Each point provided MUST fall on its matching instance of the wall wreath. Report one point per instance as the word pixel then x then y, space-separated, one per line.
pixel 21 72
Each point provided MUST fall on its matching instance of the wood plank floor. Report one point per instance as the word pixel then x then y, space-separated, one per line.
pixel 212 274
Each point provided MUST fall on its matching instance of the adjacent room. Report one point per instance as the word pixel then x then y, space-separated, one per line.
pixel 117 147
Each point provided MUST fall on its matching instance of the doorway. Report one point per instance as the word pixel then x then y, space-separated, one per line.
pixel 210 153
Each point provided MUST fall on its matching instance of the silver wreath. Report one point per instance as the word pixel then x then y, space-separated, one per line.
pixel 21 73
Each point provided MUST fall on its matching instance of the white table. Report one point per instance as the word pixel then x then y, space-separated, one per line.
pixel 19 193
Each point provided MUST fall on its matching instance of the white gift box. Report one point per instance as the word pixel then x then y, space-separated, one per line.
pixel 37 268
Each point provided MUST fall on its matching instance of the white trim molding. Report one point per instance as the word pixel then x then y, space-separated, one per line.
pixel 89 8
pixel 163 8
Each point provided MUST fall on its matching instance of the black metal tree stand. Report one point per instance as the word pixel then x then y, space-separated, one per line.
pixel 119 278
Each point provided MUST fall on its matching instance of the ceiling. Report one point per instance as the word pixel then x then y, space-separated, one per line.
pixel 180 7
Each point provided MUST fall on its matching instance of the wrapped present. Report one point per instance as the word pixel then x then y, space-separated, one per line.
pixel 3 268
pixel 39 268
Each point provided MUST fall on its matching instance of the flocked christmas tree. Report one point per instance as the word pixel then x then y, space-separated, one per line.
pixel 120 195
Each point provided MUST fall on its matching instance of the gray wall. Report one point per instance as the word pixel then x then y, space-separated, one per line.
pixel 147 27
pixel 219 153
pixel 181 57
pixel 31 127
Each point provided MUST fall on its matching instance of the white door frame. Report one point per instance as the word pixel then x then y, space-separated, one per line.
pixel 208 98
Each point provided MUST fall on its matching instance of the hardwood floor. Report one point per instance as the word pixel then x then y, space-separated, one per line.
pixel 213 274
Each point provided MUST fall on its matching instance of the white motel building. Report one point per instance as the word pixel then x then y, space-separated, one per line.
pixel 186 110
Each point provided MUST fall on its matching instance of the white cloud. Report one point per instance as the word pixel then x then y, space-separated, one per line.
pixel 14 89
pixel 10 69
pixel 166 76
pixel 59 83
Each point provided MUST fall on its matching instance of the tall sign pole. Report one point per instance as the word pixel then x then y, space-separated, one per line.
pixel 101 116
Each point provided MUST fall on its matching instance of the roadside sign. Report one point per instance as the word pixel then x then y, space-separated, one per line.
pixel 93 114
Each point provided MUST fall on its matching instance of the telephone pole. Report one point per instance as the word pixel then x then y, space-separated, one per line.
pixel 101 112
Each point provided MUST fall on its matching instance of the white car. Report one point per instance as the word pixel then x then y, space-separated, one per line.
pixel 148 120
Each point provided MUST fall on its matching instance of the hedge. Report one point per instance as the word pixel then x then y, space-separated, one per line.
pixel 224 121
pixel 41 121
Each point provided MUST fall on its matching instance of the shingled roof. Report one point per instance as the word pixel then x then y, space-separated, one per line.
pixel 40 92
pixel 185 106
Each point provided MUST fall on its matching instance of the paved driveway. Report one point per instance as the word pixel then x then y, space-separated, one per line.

▶ WHAT TO PRODUCE
Type the records again in full, matching them exactly.

▶ SOLUTION FOR THIS PROBLEM
Each point provided MUST fall on its matching instance of the wall wreath. Report one point per instance as the word pixel then x then y, space-separated, one per line.
pixel 21 72
Each point provided MUST fall on its matching instance of the wood plank floor. Report one point per instance as the word pixel then x then y, space-separated, one per line.
pixel 212 274
Each point provided MUST fall on its matching instance of the adjacent room. Report one point per instance as the word pixel then x then y, space-separated, one per line.
pixel 117 147
Each point provided MUST fall on its matching instance of the doorway. Report one point per instance as the word pixel then x then y, space-separated, one per line.
pixel 210 153
Each point provided MUST fall on its matching instance of the silver wreath. Report one point per instance as the word pixel then x then y, space-separated, one per line.
pixel 21 73
Each point provided MUST fall on its matching instance of the white table. Report one point per instance as the word pixel then x then y, space-separated, one per line.
pixel 19 193
Each point provided MUST fall on its matching instance of the white gift box. Report one point per instance as the word pixel then x then y, space-separated, one per line.
pixel 37 268
Each point provided MUST fall on its matching instance of the white trim molding. Report one point per instance as the word pixel then x then y, space-separated, one per line.
pixel 89 8
pixel 163 8
Each point provided MUST fall on its matching instance of the black metal tree stand. Report one point per instance as the word pixel then x then y, space-separated, one per line.
pixel 119 278
Each point provided MUST fall on its matching instance of the ceiling. Report one point per instance as the word pixel then x then y, space-separated, one per line.
pixel 180 7
Each point provided MUST fall on its matching instance of the wrapped present. Report one point per instance as the word pixel then x then y, space-separated, one per line.
pixel 3 268
pixel 39 268
Each point provided MUST fall on its matching instance of the flocked christmas tree. Report one point per instance as the word pixel then x then y, space-separated, one per line.
pixel 120 195
Each point provided MUST fall on its matching instance of the gray wall. Report one point per instance as the word pixel then x then y, space-separated, one per line.
pixel 147 27
pixel 219 153
pixel 181 57
pixel 31 127
Each point provided MUST fall on its matching instance of the white door frame. Report one point per instance as the word pixel then x then y, space-separated, one per line.
pixel 208 98
Each point provided MUST fall on its matching instance of the hardwood floor. Report one point per instance as the word pixel then x then y, space-separated, one per line.
pixel 213 274
Each point provided MUST fall on its matching instance of the white motel building. Report one point per instance as the word pixel then x then y, space-separated, one per line.
pixel 186 110
Each point provided MUST fall on its matching instance of the white cloud. Report one point per instance as the word pixel then x then y, space-separated, one per line.
pixel 14 89
pixel 10 69
pixel 166 76
pixel 59 83
Each point provided MUST fall on its matching instance of the tall sign pole. Report one point per instance as the word pixel then x then y, space-separated, one per line.
pixel 101 116
Each point provided MUST fall on its matching instance of the roadside sign. Report one point per instance as the word pixel then x then y, space-separated, one per line.
pixel 93 114
Each point provided MUST fall on its matching instance of the telephone pole. Report one point per instance as the word pixel then x then y, space-separated, one per line.
pixel 101 112
Each point provided MUST fall on its matching instance of the white car. Report one point per instance as the word pixel then x then y, space-separated, one per line.
pixel 148 120
Each point provided MUST fall on its matching instance of the hedge. Report one point per instance as the word pixel then x then y, space-separated, one per line.
pixel 224 121
pixel 41 121
Each point provided MUST fall on its matching instance of the shingled roof. Report one point per instance as the word pixel then x then y, space-separated, one per line.
pixel 40 92
pixel 185 106
Each point provided MUST fall on its matching instance of the paved driveway. Report one point per instance as the word pixel then x then y, space-separated, one per line.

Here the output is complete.